> [WHAT TO WORK ON]
The answer should be each line from the entries below that has the word "headland" in it.

> [DATA EXCERPTS]
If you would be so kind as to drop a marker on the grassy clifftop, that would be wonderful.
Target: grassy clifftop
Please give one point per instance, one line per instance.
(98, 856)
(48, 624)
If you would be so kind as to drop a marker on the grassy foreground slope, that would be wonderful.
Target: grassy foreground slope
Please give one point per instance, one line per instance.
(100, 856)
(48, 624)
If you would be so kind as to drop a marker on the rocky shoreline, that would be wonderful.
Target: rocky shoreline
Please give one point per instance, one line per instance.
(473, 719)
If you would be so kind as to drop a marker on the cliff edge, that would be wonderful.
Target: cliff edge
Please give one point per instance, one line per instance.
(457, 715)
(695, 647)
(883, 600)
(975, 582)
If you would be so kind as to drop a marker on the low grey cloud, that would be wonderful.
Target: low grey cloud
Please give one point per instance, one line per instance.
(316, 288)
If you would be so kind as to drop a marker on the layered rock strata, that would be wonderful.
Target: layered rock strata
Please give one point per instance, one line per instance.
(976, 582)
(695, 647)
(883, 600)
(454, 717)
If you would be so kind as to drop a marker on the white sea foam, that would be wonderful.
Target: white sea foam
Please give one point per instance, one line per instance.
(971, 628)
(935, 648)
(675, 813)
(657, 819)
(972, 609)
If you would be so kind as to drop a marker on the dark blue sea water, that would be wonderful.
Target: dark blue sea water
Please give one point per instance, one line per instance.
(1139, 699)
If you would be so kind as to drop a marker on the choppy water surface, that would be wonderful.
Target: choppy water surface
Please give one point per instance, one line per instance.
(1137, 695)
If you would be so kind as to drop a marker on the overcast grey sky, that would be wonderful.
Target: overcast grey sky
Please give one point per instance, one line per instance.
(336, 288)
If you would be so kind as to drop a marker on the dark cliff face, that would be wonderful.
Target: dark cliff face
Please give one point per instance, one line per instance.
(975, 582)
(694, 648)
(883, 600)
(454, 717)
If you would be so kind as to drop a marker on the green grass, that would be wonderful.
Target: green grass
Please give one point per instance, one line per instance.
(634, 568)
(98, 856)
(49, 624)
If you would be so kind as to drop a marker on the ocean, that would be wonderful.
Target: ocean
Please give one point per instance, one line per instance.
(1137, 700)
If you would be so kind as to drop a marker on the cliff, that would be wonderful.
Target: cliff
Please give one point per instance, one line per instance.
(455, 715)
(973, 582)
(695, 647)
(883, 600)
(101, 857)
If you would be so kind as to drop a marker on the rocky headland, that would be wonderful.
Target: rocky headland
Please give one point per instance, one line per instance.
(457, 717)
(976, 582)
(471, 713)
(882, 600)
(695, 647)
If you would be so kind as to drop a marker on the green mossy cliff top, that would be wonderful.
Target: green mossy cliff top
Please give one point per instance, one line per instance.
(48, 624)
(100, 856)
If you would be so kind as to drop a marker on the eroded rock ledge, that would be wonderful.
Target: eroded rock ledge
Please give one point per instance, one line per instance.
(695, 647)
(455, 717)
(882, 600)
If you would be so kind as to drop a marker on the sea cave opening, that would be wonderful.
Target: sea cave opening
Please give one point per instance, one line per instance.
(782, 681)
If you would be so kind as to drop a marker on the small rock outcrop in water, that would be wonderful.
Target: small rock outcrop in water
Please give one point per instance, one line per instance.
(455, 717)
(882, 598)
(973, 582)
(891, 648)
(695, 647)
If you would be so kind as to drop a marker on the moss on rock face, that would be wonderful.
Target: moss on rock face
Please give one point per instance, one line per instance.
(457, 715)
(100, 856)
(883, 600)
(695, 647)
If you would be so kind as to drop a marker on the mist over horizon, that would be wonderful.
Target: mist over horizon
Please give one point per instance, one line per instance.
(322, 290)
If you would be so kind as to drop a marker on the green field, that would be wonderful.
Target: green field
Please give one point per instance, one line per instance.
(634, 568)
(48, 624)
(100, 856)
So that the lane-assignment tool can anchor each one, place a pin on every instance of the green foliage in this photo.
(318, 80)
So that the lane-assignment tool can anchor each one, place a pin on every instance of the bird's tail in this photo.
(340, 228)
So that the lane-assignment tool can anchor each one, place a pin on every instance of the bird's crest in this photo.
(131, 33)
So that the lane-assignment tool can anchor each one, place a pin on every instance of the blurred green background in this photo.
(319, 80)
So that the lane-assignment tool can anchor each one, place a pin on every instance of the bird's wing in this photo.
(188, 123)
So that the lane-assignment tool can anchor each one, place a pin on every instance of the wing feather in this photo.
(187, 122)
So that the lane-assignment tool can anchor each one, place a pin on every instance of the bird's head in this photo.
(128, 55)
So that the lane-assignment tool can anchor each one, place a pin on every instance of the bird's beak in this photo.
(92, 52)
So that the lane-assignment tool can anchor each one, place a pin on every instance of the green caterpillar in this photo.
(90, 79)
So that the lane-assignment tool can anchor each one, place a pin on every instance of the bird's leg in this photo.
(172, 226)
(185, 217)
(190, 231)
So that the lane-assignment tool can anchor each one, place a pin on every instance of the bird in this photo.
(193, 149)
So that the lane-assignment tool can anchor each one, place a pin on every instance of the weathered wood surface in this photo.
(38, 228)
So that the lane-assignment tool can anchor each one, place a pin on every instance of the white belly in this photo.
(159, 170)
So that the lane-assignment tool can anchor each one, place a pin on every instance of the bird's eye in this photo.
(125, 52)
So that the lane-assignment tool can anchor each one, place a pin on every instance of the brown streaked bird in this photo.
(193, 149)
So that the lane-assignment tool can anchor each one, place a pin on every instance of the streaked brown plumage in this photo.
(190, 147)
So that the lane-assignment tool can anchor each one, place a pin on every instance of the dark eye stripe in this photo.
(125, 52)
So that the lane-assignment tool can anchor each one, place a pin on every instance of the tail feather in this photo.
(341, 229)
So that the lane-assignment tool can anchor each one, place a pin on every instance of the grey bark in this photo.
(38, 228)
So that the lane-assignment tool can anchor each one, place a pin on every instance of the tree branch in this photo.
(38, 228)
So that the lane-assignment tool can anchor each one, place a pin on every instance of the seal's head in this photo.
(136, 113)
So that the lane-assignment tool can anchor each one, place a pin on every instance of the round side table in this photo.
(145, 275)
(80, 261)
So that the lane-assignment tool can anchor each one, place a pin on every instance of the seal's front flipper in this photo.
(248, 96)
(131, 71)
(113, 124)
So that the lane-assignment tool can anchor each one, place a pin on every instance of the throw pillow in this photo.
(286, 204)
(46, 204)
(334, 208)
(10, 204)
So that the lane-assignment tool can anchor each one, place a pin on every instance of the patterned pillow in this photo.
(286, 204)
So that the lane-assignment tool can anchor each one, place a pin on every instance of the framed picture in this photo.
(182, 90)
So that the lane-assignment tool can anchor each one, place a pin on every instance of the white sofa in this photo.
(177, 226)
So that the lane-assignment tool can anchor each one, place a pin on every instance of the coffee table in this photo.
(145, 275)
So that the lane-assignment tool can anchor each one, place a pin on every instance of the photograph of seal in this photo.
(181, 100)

> [ANSWER AREA]
If you would be so kind as to drop a marker on the rocky headland, that would be wonderful.
Target: rocky headland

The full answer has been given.